**Texte à analyser:**
+---+

Il ne faut pas se figer sur le « de toutes façons je n’ai pas le choix, c’est comme ça », il y a toujours une solution. Certains patrons sont plus conciliants que d’autres et permettent à leurs employés de demander des ruptures conventionnelles, il y a des aides pour certaines formations… Je pense que le plus important c’est d’être soutenu, par son mari ou autre. Comme je l’ai lu dans « L’homme qui voulait être heureux » de Laurent Gounelle, lorsqu’on a quelqu’un qui croit en nous, on peut déplacer des montagnes. Ce n’est pas facile, on passe par bcp de phases de doutes mais il faut garder cela à l’esprit !

Pourquoi ça te parle la Slow Life ?

Cela me parle parce que je n’ai jamais adhéré au rythme imposé par notre société. Déjà lors de mes études, les horaires imposés et tout le reste ne me convenait pas.

Je pense qu’on a chacun notre rythme et que pour être au maximum de notre efficacité, il faut s’écouter et pas suivre des choses imposées.

J’aime prendre le temps de me poser quand j’en ai besoin. Bien sûr, ce n’est pas toujours possible mais j’essaye d’écouter mon corps. Les différentes épreuves que j’ai traversé avec la naissance de Jules m’ont fait voir les choses totalement différemment et j’ai enfin accepté de faire les choses comme je les sens et pas comme elles sont imposées par notre société. Aujourd’hui je me recentre sur les choses qui sont essentielles pour moi tels que la famille et les moments partagés ensemble. La slow life c’est ça pour moi, écouter ses besoins.

+---+

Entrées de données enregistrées
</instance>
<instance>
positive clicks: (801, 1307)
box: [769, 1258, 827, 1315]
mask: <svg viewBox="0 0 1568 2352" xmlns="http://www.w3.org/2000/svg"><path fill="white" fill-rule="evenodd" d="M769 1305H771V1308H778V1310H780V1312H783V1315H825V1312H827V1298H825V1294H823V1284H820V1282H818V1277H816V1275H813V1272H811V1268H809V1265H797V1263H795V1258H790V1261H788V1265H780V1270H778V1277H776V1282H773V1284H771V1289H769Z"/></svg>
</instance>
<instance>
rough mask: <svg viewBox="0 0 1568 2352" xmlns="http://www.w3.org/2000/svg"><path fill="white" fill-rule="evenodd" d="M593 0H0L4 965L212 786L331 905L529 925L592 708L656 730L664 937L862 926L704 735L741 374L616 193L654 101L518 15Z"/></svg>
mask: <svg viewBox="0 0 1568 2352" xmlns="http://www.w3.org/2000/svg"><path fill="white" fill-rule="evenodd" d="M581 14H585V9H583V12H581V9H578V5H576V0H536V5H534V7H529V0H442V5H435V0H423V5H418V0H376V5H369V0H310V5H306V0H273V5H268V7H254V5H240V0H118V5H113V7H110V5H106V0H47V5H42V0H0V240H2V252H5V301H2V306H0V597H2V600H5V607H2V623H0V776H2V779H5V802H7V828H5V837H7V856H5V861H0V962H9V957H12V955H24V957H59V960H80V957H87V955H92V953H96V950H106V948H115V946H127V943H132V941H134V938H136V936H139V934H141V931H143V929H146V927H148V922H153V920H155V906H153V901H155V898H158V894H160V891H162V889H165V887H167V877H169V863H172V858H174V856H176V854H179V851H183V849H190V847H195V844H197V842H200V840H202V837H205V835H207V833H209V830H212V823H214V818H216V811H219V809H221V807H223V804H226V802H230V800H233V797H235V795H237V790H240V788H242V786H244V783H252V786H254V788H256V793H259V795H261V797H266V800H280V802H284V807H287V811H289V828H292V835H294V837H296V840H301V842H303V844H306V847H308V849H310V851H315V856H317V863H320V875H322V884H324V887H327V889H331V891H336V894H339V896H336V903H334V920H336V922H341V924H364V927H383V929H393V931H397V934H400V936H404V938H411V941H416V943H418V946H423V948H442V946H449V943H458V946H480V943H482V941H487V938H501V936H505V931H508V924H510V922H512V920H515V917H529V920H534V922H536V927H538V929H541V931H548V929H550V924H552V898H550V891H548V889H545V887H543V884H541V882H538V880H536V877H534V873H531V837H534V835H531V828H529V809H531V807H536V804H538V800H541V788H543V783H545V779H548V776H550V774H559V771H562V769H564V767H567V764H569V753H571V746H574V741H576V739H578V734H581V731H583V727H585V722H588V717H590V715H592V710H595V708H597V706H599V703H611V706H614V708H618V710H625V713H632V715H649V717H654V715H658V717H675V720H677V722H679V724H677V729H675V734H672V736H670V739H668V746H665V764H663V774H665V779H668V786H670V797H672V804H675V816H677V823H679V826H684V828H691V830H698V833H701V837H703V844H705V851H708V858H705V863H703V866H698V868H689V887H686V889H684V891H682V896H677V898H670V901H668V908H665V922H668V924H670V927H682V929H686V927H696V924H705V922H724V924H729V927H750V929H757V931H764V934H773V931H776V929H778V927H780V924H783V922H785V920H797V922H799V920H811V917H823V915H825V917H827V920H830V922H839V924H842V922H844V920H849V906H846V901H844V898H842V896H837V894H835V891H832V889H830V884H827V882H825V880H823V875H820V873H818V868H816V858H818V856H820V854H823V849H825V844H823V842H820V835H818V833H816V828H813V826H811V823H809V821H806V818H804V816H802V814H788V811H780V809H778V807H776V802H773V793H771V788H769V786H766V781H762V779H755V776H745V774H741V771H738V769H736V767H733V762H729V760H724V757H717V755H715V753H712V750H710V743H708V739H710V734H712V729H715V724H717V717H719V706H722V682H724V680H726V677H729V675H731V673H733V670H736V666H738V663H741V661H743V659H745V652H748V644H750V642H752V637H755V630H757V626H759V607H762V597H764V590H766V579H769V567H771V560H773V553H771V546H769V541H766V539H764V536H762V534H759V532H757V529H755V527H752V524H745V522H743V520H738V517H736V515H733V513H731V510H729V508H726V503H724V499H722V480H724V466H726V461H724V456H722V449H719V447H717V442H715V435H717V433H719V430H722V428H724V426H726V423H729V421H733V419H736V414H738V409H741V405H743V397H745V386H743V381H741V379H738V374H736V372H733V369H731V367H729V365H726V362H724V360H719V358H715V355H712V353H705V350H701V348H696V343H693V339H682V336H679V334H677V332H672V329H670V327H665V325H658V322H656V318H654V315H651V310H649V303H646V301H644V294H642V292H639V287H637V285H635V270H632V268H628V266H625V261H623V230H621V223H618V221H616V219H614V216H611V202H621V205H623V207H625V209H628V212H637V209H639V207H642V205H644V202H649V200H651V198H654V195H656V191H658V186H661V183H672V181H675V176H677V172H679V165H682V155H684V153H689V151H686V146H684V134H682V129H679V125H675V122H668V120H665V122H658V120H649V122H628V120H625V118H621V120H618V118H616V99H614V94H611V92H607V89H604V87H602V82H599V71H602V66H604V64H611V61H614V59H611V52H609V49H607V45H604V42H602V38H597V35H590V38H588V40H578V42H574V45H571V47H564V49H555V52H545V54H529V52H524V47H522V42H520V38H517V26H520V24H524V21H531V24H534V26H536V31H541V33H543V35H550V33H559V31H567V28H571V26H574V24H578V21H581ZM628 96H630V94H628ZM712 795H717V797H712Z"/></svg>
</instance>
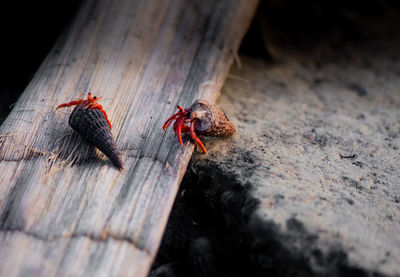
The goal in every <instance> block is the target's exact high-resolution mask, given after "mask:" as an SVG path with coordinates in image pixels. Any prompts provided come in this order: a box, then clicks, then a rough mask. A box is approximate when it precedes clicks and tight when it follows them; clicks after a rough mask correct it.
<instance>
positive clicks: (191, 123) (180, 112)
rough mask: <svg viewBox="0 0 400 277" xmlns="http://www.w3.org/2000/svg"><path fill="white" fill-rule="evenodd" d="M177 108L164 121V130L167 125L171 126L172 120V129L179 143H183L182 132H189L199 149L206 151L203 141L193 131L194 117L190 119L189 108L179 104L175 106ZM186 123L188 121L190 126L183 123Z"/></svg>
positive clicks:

+---+

**Liste des activités:**
1) Recopiez le passage du texte sur la slow life allant de « Il ne faut pas » jusqu'à « à l’esprit ! » inclus, en y remplaçant « mari » par « conjoint ».
2) Rédigez la suite du texte sur la slow life à partir de sa dernière phrase.

**Réponses numérotées:**
1)
Il ne faut pas se figer sur le « de toutes façons je n’ai pas le choix, c’est comme ça », il y a toujours une solution. Certains patrons sont plus conciliants que d’autres et permettent à leurs employés de demander des ruptures conventionnelles, il y a des aides pour certaines formations… Je pense que le plus important c’est d’être soutenu, par son conjoint ou autre. Comme je l’ai lu dans « L’homme qui voulait être heureux » de Laurent Gounelle, lorsqu’on a quelqu’un qui croit en nous, on peut déplacer des montagnes. Ce n’est pas facile, on passe par bcp de phases de doutes mais il faut garder cela à l’esprit !

2)
Les Slow Lifeuses, elles t’apportent quoi ?

J’adore le groupe des Slow Lifeuses parce que tout d’abord c’est réconfortant de savoir qu’il y a des personnes qui ont la même philosophie que vous. Ce n’est pas le cas quand on sort dans la rue et qu’on voit tout le monde courir partout et être stressé. Parfois quand je discute avec certaines personnes, j’ai l’impression d’être tellement différente, alors qu’avec les Slow Lifeuses on partage souvent le même point de vue. C’est TOP ! Après les Slow Lifeuses c’est aussi un groupe de personnes bienveillantes les unes envers les autres. On peut se confier en se sentant écouter et non jugé, ça fait beaucoup de bien. Je remercie beaucoup Scarlett d’avoir créer ce groupe !

Qu’est ce qui est le plus important RIEN QUE POUR TOI dans ta vie ?

Ce qui est le plus important pour moi, c’est la famille, savoir que tout le monde soit bien et heureux.

Qu’est ce qui t’aide à te reconnecter à toi-même pour réussir à écouter tes besoins ?

Ce qui m’aide à me reconnecter à moi-même et à écouter mes besoins c’est de me poser tranquillement avec un thé, éventuellement une petite pâtisserie et un bon livre de développement personnel. Je trouve que ces ouvrages nous ouvrent des portes qui nous permettent de mieux nous connaître et d’avancer. C’est en se posant les bonnes questions qu’on arrive à trouver qui on est vraiment et ce qu’on attend de la vie.

Un truc que tu adores faire et qui te fait vraiment vibrer ?

J’adore la déco et la pâtisserie. Du coup, j’adore organiser des fêtes et des gros repas avec la famille et les amis, faire des belles décorations et de beaux gâteaux (mon mari n’en peut plus… ) c’est une pression positive que j’adore ! Pour la petite anecdote, pour les 1 ans de Jules cet été, j’ai fait de la pâtisserie jusqu’à 2h du matin, on était 35 personnes et j’ai tout fait moi-même avec l’aide de ma fidèle maman !

Un moment parfait pour toi, il ressemble à quoi ?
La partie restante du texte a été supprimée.